Transcribe all records below exactly, without images.
==== Exercise material ====
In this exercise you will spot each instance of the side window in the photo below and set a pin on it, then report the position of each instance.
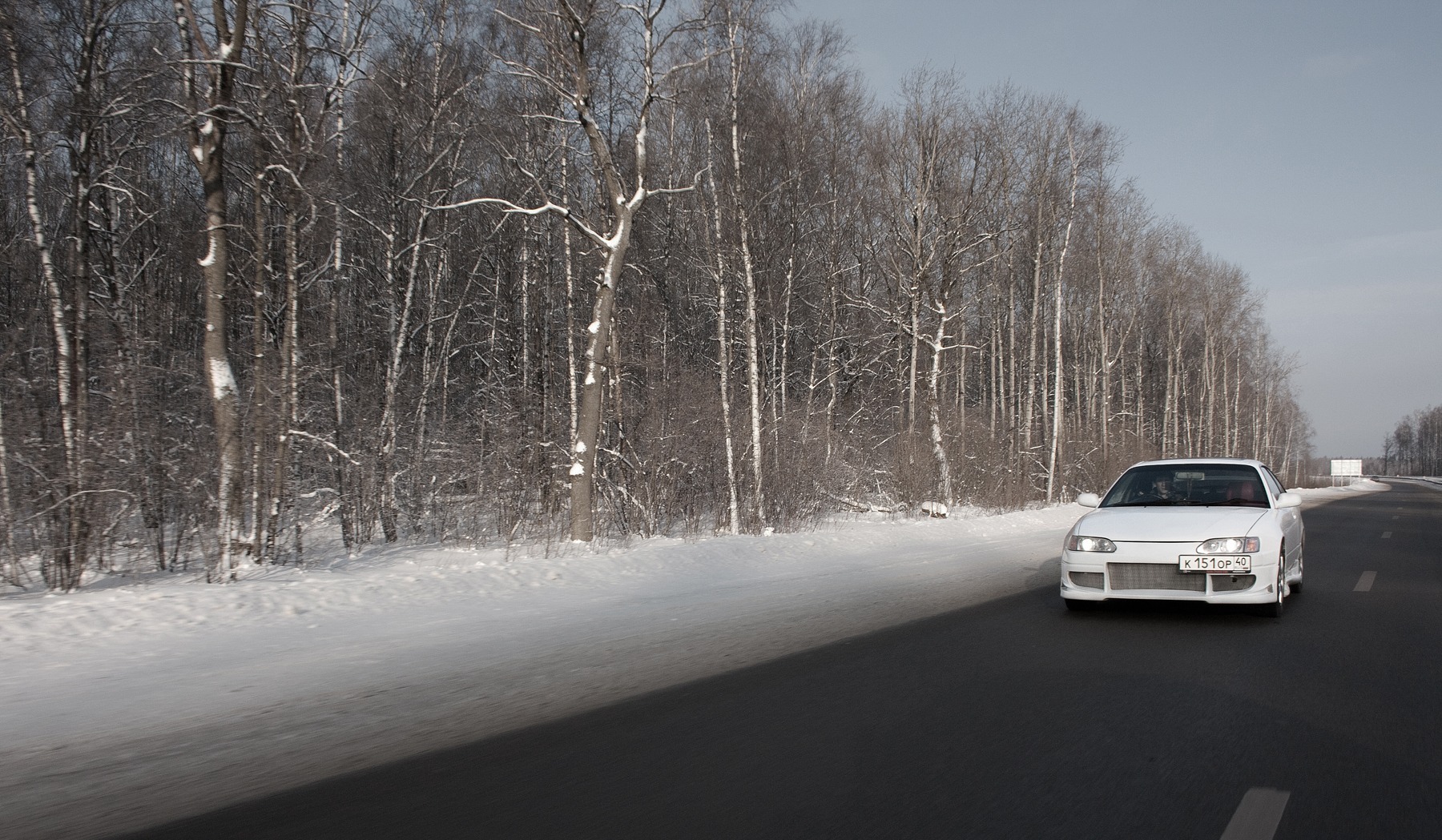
(1272, 483)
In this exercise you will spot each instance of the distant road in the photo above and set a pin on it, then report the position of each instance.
(1007, 719)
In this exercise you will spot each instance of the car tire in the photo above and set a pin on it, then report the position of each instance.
(1274, 609)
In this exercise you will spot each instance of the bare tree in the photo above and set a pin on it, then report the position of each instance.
(564, 29)
(208, 88)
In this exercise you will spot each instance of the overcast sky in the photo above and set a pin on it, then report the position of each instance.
(1299, 139)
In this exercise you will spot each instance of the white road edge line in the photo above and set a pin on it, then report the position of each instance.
(1258, 814)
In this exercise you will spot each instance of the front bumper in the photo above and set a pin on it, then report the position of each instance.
(1150, 573)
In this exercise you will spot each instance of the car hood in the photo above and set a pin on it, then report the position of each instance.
(1160, 524)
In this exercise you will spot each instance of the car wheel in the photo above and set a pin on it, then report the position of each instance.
(1274, 610)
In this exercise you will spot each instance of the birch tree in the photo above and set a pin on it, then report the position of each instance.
(567, 32)
(208, 72)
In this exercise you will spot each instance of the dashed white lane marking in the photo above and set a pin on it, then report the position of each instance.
(1258, 814)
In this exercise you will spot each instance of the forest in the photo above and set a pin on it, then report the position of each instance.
(542, 271)
(1413, 447)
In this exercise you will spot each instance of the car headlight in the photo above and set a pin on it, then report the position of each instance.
(1090, 544)
(1231, 545)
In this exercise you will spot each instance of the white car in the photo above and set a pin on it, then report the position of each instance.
(1220, 531)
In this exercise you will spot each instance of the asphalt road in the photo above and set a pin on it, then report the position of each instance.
(1009, 719)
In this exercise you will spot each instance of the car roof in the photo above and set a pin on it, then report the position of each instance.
(1233, 461)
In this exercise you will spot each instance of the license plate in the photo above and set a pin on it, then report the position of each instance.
(1216, 564)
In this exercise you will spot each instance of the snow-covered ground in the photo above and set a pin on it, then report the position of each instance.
(144, 699)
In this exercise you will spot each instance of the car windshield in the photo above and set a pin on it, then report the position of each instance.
(1229, 484)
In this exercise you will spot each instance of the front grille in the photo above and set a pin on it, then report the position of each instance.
(1232, 582)
(1154, 577)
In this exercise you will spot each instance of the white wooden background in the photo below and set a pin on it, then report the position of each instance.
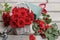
(53, 7)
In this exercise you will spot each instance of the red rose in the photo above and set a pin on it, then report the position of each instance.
(13, 24)
(42, 24)
(23, 11)
(6, 18)
(28, 21)
(41, 31)
(21, 23)
(15, 10)
(31, 15)
(44, 11)
(47, 26)
(32, 37)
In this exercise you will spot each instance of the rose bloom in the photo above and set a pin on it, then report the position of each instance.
(32, 37)
(15, 10)
(44, 11)
(21, 23)
(28, 21)
(13, 24)
(42, 24)
(6, 18)
(31, 15)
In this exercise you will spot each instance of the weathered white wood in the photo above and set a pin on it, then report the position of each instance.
(54, 0)
(24, 37)
(23, 0)
(53, 7)
(55, 16)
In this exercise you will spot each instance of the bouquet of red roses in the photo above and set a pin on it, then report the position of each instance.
(19, 17)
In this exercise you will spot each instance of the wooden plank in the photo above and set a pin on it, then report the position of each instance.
(54, 0)
(55, 16)
(53, 7)
(23, 1)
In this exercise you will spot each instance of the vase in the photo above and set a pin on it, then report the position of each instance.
(25, 30)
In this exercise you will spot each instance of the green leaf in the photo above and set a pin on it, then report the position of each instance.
(55, 27)
(48, 21)
(59, 32)
(55, 33)
(48, 16)
(51, 38)
(6, 5)
(35, 27)
(49, 30)
(43, 14)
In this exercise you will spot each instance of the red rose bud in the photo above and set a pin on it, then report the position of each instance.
(47, 26)
(13, 24)
(28, 21)
(6, 18)
(41, 31)
(32, 37)
(46, 18)
(44, 11)
(42, 24)
(31, 15)
(43, 36)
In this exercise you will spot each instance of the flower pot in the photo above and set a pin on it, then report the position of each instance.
(25, 30)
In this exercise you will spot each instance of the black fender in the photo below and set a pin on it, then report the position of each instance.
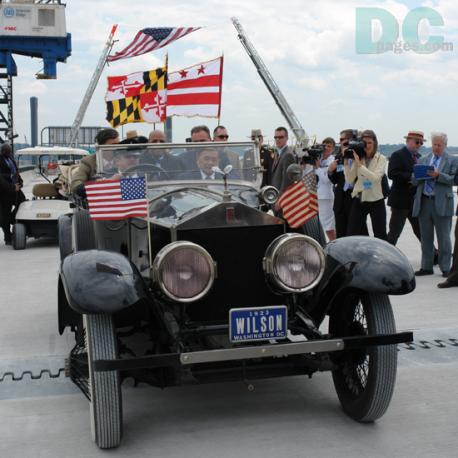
====
Reply to the exercise -
In this exercise you will spot each instance of the side window in the photo below and set a pin on it, then report the position of each instance.
(1272, 483)
In this exercise you will spot each instance of the distant road in the photo above and set a pin on it, then report the position of each instance.
(1007, 719)
In this exercise you will spot each instance of the car tire in the photo above and set a pin on it, then report the position of each instance.
(1274, 609)
In this exercise you will spot each instance of the bare tree in the photo above and set a pin on it, then report the position of each instance.
(564, 29)
(208, 88)
In this exercise you will spot each instance of the overcast sky in the photo above and set a pin on it, then report the position of each instance.
(1299, 139)
In this exercise you will spot each instance of the white road edge line in the photo above and set a pin on it, then report the position of each instance.
(1258, 814)
In this exercise you will spot each instance of the front bumper in the photo above and set a pin on it, then report the position of each instance.
(1150, 573)
In this exercise you will spot each instance of the car hood in the photo above and set a pin on it, then report the position of each instance.
(1160, 524)
In this exercise you will spot each instance of the car wheel in the photo above and set a pin on it, then report the position of each instance.
(1274, 610)
In this exercise you will spot each instance of the birch tree in the photo above and set a pin on it, then report the position of each instance.
(567, 32)
(208, 72)
In this exercise you will spot each instance of the dashed white lane marking in the photo above and set a pin on it, then report the position of each instance.
(1258, 814)
In this exercise you will spot each instance of the forest in the photo above and set a pin on it, then report the position of each instance.
(542, 271)
(1413, 447)
In this exercise you will spot each instance of the car headlight in the photo above and set a pin on it, then report the position of each instance.
(1090, 544)
(1231, 545)
In this exercise you will spot each instance of the white car in the photo above and set a pin on it, then report the position of each instance.
(1220, 531)
In this exercise you will spot each instance of the asphalt road in the photo above and set a pin on it, then report the position of each instance.
(1009, 719)
In this exercise you will spot each instance of the car roof in the photo above and set a pin on it, then report the position of each instance.
(1233, 461)
In this exercise you will spot each instance of the license plate in the photo above and set a pin on it, then report the position of each instance.
(1216, 564)
In this exercise you will spot each instance of the snow-covered ground in the photo above and set a pin on it, then report the position of each instance.
(144, 699)
In this exercise you will spot each instance of the car windshield in the photo above and set a pin on it, then report the position of each instance.
(1229, 484)
In this exercise you will spot each instance of the front grille in the photo above and set a pin on it, then report the position of each instance.
(1232, 582)
(1154, 577)
In this exercise you will spot each instance of the white wooden background in the photo below and set a pin on it, then report the position of each instance.
(53, 7)
In this exercise you will spot each instance of the red rose in the photo above and set a pin on it, then report the position of each instance.
(13, 24)
(42, 24)
(23, 11)
(6, 18)
(28, 21)
(41, 31)
(21, 23)
(15, 10)
(31, 15)
(44, 11)
(47, 26)
(32, 37)
In this exercise you will spot each instance of the rose bloom in the photo above and set a pin on it, then report the position of each instance.
(32, 37)
(15, 10)
(44, 11)
(21, 23)
(28, 21)
(13, 24)
(42, 24)
(6, 18)
(31, 15)
In this exercise you will spot each instance of the weathered white wood in the photo above and set a pin on it, then report the position of each instance.
(54, 0)
(24, 37)
(23, 0)
(53, 7)
(55, 16)
In this exercise you will spot each instance of the bouquet of red roses in the photo above and set a pin on it, then report the position of each instance.
(19, 17)
In this exercise you will spot each instance of the wooden plank in the photo above and set a pin on it, then report the position of each instance.
(54, 0)
(55, 16)
(53, 7)
(23, 1)
In this exercise you will spot each instance of the vase in the photo above and set a pin on it, then report the position of each instance.
(25, 30)
In this exercise you will spot each instance of the green leaf in the photo above and set a pin on it, then report the position of each instance.
(55, 27)
(48, 21)
(59, 32)
(55, 33)
(48, 16)
(51, 38)
(6, 5)
(35, 27)
(49, 30)
(43, 14)
In this exercise you will spot each instance of the red rose bud in the photo above and set a pin on it, then report the position of each instance.
(47, 26)
(13, 24)
(28, 21)
(6, 18)
(41, 31)
(32, 37)
(46, 18)
(44, 11)
(42, 24)
(31, 15)
(43, 36)
In this exercise you will spot each instance of the flower pot in the photo above and set a pin on it, then report the position of each instance.
(25, 30)
In this exercise you will spot each instance of the black fender in the photo below and set a pin on it, then report the position of each instance.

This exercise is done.